*** Opening Records for processing ***

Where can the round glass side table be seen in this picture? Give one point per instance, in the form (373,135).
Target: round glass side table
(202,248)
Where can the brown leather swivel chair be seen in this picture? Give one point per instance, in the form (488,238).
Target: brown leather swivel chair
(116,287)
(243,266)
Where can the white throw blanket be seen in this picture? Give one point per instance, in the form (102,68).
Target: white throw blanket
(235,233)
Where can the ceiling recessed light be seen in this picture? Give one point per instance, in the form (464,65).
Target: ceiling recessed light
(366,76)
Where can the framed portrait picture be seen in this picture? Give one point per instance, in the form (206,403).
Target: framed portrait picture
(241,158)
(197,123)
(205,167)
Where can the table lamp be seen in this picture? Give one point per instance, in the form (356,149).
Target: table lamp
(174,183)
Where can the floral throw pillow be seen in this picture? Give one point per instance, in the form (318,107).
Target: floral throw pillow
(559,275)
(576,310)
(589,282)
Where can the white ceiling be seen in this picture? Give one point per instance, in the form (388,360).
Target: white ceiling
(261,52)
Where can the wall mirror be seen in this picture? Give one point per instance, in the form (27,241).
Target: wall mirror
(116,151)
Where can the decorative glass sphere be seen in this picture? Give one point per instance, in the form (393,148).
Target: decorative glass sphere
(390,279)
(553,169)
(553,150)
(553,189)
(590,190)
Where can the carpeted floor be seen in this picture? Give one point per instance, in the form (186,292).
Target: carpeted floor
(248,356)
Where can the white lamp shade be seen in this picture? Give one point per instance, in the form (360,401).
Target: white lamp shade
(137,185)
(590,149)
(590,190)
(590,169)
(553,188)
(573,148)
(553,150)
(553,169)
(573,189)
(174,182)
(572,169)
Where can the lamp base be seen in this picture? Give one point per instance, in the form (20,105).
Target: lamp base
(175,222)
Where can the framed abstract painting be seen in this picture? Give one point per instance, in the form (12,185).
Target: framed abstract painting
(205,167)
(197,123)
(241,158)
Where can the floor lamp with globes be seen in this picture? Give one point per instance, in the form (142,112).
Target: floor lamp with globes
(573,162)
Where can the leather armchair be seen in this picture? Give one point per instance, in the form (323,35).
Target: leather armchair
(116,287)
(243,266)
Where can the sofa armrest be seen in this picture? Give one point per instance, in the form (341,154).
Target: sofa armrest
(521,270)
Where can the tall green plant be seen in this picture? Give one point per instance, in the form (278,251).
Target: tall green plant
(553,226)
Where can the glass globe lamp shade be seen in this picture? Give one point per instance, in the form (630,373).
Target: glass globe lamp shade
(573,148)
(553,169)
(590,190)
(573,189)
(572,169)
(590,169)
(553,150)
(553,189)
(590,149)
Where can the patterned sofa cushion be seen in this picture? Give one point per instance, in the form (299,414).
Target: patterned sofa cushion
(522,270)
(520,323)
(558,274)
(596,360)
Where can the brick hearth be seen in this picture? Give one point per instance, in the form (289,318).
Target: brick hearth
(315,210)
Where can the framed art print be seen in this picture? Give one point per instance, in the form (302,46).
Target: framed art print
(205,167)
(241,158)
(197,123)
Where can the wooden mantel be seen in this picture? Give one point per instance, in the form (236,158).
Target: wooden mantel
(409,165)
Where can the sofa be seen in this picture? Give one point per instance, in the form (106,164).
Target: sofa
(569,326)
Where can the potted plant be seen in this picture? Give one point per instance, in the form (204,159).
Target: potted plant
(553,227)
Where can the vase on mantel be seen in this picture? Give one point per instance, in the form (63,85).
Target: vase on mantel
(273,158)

*** Closing Records for processing ***

# Task instructions
Retype the entries precisely as they stand.

# Answer to the exercise
Where can the round glass side table be seen in this picture? Give one point per instance, in the form (373,135).
Target: round glass side table
(202,248)
Where can the brown leather swivel chair be seen in this picture? Give one point per instance, in the form (488,238).
Target: brown leather swivel chair
(116,287)
(243,266)
Where can the white throw blanket be seen in this picture? Give one point per instance, in the form (102,68).
Target: white throw blanket
(235,233)
Where can the ceiling recessed light be seen in this picture? Give one point per instance, in the form (464,65).
Target: ceiling recessed light
(366,76)
Where can the framed portrait picture be seen in this picture? Give one point per instance, in the form (206,403).
Target: framed portrait picture
(241,158)
(197,123)
(205,167)
Where can the table lamp be seen in this picture? Give one point per instance, in the form (356,149).
Target: table lamp
(174,183)
Where can the floral throw pillow be seen in this picture? Give one point per instance, in the form (318,107).
Target: floral throw pillow
(559,275)
(576,310)
(589,282)
Where can the white ceiling be seen in this picture? Give one point per instance, in the form (388,360).
Target: white ceiling
(261,52)
Where can the wall mirror be seen in this picture? Give one point per instance, in the form (27,241).
Target: wall mirror
(116,151)
Where can the decorative glass sphere be seen in this picture? Give one point per instance, in the form (393,148).
Target: decorative glass sphere
(390,279)
(553,169)
(553,150)
(553,189)
(590,190)
Where can the carpeted floor be seen in this picture? Give one point per instance, in the form (186,292).
Target: carpeted floor
(248,356)
Where can the white lamp shade be seen in this picture? Give one point per instance, in the form (360,401).
Target: white lamp shade
(137,185)
(590,149)
(590,190)
(590,169)
(553,188)
(573,148)
(553,150)
(553,169)
(573,189)
(174,182)
(572,169)
Where can the lamp base be seen in this picture? Give one point per instance, in the form (20,105).
Target: lamp base
(175,222)
Where can the framed abstract painting be seen in this picture? Give one point per instance, in the form (12,185).
Target: framed abstract painting
(205,167)
(197,123)
(241,158)
Where can the floor lamp with globes be seen in this picture? Give one point per instance, in the form (142,112).
Target: floor lamp with globes
(573,162)
Where can the leather armchair be seen in this picture? Give one point per instance, in the form (323,35).
Target: leather armchair
(116,287)
(243,266)
Where can the sofa armrest be seen in this picture? Give one point per instance, in the form (341,154).
Target: sofa armrest
(521,270)
Where can the tall green plant be seen in this picture? Give one point per instance, in the form (278,251).
Target: tall green plant
(553,226)
Where can the glass globe lamp shade be seen in this picture? Give one point per instance, in the form (630,373).
Target: glass globe lamp shade
(573,148)
(553,169)
(590,190)
(573,189)
(572,169)
(590,169)
(553,150)
(553,189)
(590,149)
Where can the patterned sofa cushion be seen in this picture? Give one point per instance, in the form (299,414).
Target: patterned sofa cushion
(522,270)
(520,323)
(558,274)
(596,360)
Where can the brick hearth be seen in this picture? Give one point per instance, in the form (289,318).
Target: brick hearth
(315,210)
Where can the framed art print be seen in this picture? Give one point per instance, in the form (302,46).
Target: framed art print
(205,167)
(241,158)
(197,123)
Where can the wooden mantel be seen in this picture? Give one point per instance, in the form (236,158).
Target: wooden mantel
(409,165)
Where can the sofa be seen in this picture? Give one point per instance, in the form (106,164).
Target: sofa
(569,326)
Where can the potted plant be seen in this picture? Give one point per instance, in the form (204,159).
Target: potted plant
(553,227)
Where can the vase on mantel be seen in this picture? Give one point per instance, in the form (63,85).
Target: vase on mantel
(273,158)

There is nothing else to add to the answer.